__REQUIRED TASK__
Locate every line in the items below that contains the word "beige", and copy each of those lines.

__ITEMS__
══════════

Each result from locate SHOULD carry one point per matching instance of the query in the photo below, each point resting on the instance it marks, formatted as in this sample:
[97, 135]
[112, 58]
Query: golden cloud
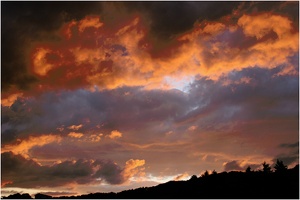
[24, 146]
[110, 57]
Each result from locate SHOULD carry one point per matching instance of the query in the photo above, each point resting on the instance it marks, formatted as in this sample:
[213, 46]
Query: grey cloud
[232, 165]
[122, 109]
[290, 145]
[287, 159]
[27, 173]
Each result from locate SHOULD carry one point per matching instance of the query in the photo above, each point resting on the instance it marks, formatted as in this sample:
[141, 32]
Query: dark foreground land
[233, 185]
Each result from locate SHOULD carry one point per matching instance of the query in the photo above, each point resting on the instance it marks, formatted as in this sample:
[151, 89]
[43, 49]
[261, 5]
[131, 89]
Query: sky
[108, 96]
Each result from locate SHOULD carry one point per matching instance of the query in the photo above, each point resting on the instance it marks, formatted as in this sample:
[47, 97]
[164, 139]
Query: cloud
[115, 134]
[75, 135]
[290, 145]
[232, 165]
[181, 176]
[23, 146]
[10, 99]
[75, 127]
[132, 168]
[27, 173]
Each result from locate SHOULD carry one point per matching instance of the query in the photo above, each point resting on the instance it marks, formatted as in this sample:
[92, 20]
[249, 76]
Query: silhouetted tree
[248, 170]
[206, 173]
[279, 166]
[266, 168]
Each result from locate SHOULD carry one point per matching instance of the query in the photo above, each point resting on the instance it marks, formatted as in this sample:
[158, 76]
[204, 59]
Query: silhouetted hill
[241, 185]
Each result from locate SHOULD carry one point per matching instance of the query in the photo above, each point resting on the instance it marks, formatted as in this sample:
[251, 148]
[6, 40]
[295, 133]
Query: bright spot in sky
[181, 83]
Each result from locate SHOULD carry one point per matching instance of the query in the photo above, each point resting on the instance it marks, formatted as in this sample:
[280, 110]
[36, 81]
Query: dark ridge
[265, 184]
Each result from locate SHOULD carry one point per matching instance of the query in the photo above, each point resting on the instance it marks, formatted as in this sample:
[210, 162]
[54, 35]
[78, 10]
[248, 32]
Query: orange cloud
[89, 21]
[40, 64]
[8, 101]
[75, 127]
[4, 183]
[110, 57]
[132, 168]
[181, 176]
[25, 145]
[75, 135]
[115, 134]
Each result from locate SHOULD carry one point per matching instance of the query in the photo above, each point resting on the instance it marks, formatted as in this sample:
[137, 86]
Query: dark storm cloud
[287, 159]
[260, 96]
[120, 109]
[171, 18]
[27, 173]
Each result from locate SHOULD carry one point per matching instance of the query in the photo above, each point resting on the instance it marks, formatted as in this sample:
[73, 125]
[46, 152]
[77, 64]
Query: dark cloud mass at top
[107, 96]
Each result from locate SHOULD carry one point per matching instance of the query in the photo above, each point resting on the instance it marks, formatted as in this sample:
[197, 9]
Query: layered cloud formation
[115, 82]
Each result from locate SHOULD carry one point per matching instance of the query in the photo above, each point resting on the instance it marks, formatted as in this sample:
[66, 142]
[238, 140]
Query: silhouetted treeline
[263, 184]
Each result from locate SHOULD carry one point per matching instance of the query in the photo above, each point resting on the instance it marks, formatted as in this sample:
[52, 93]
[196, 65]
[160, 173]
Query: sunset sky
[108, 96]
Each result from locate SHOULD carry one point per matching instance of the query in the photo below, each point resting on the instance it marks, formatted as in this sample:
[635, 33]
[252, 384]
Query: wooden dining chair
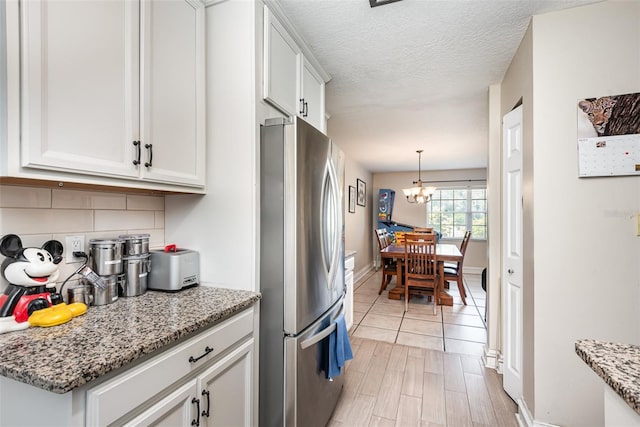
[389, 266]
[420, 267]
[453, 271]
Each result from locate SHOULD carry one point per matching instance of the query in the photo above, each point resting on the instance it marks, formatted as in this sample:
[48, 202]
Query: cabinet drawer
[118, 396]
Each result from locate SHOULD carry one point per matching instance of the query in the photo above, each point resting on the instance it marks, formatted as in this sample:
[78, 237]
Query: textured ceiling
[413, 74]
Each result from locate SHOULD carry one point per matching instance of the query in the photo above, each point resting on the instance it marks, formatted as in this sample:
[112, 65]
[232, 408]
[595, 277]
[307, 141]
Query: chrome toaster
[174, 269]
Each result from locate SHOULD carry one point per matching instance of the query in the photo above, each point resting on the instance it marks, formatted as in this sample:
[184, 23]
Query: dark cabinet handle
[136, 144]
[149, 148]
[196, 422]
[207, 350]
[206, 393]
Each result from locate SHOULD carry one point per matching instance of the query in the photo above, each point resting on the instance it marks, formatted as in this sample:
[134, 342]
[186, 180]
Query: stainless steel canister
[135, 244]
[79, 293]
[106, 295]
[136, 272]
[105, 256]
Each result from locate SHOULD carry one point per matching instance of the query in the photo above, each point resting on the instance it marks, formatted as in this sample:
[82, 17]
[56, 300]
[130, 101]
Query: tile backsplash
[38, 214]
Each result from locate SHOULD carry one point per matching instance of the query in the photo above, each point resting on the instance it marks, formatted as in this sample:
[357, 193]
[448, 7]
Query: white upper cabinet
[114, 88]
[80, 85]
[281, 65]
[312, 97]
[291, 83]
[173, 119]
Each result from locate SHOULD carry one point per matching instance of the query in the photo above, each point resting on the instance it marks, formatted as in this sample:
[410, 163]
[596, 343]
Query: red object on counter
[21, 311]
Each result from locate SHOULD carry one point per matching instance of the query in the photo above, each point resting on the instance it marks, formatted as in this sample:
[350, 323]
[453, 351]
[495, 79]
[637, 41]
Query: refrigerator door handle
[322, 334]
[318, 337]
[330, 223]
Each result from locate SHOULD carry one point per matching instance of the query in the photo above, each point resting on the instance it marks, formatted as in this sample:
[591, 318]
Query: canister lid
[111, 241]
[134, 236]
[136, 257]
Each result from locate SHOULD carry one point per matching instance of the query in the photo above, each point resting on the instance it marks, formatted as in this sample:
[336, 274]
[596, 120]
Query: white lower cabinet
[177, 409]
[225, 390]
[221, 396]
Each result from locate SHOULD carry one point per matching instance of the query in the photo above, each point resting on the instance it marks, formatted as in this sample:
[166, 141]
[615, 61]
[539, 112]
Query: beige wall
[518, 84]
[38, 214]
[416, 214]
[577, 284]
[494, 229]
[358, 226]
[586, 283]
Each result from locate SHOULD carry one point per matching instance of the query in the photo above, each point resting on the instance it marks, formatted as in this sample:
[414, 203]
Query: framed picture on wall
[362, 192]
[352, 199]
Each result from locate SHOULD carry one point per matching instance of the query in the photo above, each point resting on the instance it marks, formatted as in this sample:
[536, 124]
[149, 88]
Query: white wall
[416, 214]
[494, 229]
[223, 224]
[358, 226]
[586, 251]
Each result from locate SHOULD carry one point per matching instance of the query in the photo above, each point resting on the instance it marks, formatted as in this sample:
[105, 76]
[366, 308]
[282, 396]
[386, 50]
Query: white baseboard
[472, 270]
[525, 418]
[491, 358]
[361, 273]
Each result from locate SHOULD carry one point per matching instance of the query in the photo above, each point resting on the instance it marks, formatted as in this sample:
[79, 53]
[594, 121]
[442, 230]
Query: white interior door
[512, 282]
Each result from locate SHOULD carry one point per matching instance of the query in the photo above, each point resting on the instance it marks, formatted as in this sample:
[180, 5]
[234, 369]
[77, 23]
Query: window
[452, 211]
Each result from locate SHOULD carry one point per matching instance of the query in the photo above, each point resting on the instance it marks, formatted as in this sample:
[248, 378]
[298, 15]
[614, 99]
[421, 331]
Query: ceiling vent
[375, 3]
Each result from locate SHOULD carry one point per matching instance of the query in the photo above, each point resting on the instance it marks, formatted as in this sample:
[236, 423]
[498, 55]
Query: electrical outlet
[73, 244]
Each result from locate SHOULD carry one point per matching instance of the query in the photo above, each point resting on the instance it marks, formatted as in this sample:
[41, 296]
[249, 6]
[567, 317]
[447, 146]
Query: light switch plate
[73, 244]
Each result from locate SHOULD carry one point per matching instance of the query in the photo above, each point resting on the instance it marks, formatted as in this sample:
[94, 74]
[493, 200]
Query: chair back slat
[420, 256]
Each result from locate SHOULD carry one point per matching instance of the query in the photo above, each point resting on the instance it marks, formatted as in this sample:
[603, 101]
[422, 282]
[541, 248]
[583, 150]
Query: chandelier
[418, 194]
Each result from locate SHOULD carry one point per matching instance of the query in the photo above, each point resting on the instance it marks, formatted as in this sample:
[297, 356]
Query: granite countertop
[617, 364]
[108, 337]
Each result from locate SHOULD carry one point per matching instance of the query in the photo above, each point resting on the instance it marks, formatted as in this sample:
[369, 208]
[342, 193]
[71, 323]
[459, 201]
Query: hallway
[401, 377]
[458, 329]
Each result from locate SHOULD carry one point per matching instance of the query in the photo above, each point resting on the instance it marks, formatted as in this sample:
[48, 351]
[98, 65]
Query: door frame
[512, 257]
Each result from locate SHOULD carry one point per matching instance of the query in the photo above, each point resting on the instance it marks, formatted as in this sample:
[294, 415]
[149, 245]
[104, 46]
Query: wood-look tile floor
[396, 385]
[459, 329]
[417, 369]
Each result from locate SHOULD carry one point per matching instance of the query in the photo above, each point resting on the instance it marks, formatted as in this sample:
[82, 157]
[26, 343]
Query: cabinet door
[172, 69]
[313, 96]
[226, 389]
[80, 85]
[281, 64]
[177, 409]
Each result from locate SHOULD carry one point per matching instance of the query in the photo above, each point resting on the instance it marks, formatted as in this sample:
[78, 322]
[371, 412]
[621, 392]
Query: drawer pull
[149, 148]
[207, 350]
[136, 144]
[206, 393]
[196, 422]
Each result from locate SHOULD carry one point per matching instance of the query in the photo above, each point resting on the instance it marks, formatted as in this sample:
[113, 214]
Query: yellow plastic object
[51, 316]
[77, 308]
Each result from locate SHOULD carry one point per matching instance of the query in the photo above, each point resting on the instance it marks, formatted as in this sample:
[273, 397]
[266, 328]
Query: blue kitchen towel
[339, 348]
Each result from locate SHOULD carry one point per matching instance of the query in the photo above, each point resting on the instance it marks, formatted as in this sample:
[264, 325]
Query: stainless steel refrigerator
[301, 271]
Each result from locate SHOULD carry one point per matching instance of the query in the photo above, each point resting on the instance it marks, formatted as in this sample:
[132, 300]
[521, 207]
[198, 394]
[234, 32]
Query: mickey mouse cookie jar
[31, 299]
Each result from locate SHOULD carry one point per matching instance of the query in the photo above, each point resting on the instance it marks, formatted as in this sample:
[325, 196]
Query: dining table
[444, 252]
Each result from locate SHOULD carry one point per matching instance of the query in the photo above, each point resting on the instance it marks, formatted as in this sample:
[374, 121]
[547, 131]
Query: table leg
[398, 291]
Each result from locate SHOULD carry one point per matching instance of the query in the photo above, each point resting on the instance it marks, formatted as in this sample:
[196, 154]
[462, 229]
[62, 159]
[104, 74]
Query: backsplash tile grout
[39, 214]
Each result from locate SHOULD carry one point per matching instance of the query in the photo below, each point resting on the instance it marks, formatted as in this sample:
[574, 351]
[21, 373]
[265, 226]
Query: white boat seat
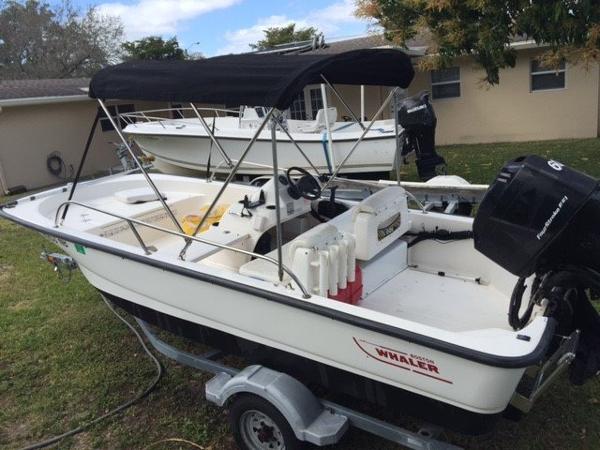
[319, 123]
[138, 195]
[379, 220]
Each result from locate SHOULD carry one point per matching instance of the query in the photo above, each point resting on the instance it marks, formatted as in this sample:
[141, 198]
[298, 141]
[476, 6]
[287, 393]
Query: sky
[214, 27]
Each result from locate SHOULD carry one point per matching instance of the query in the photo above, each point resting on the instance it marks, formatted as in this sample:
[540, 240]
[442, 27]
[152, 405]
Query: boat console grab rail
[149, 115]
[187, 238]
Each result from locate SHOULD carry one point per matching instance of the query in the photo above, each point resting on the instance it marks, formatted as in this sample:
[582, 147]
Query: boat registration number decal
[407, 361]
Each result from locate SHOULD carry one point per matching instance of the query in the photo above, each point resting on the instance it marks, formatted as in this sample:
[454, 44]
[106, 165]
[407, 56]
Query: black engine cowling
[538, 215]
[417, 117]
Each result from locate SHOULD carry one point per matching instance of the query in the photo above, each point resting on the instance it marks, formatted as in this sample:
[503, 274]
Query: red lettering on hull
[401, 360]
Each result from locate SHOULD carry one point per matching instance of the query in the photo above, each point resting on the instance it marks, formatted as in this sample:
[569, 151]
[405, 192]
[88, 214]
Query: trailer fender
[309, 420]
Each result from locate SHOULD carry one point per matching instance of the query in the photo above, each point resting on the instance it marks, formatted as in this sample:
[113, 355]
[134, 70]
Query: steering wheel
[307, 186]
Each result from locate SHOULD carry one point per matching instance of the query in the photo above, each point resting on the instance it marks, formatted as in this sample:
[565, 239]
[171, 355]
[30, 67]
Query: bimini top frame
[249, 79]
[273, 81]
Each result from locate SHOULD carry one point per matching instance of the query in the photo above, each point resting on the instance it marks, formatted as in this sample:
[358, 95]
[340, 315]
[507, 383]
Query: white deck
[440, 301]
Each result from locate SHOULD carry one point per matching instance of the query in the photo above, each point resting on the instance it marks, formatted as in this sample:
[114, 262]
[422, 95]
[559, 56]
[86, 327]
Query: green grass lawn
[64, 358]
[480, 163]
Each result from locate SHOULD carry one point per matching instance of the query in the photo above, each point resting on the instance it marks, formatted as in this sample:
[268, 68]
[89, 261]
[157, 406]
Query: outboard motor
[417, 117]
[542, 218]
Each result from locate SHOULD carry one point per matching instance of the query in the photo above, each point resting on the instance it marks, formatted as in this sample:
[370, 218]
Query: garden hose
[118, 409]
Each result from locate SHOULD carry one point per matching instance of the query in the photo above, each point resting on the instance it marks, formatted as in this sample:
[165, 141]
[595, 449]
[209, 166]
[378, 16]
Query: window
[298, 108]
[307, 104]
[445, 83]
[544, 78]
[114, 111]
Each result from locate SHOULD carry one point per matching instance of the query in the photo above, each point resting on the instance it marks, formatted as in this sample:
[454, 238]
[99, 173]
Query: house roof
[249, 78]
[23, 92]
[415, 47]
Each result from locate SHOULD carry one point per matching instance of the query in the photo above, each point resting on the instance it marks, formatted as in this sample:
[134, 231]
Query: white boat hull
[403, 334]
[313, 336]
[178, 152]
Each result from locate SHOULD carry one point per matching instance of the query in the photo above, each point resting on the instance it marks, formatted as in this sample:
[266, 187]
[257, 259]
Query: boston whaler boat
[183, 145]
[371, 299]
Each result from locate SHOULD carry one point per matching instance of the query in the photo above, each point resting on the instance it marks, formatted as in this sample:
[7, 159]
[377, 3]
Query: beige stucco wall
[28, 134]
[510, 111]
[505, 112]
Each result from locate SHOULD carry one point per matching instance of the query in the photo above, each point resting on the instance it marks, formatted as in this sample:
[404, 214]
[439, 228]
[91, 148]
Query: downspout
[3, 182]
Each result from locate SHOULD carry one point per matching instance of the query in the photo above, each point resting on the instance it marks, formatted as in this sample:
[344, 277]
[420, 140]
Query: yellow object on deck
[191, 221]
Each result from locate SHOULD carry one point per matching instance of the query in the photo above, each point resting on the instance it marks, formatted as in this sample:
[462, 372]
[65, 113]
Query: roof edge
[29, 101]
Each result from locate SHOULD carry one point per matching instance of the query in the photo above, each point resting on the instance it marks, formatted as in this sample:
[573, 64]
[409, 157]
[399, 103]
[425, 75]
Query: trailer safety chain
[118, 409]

══════════

__TASK ANSWER__
Query: beige wall
Query: beige stucco wall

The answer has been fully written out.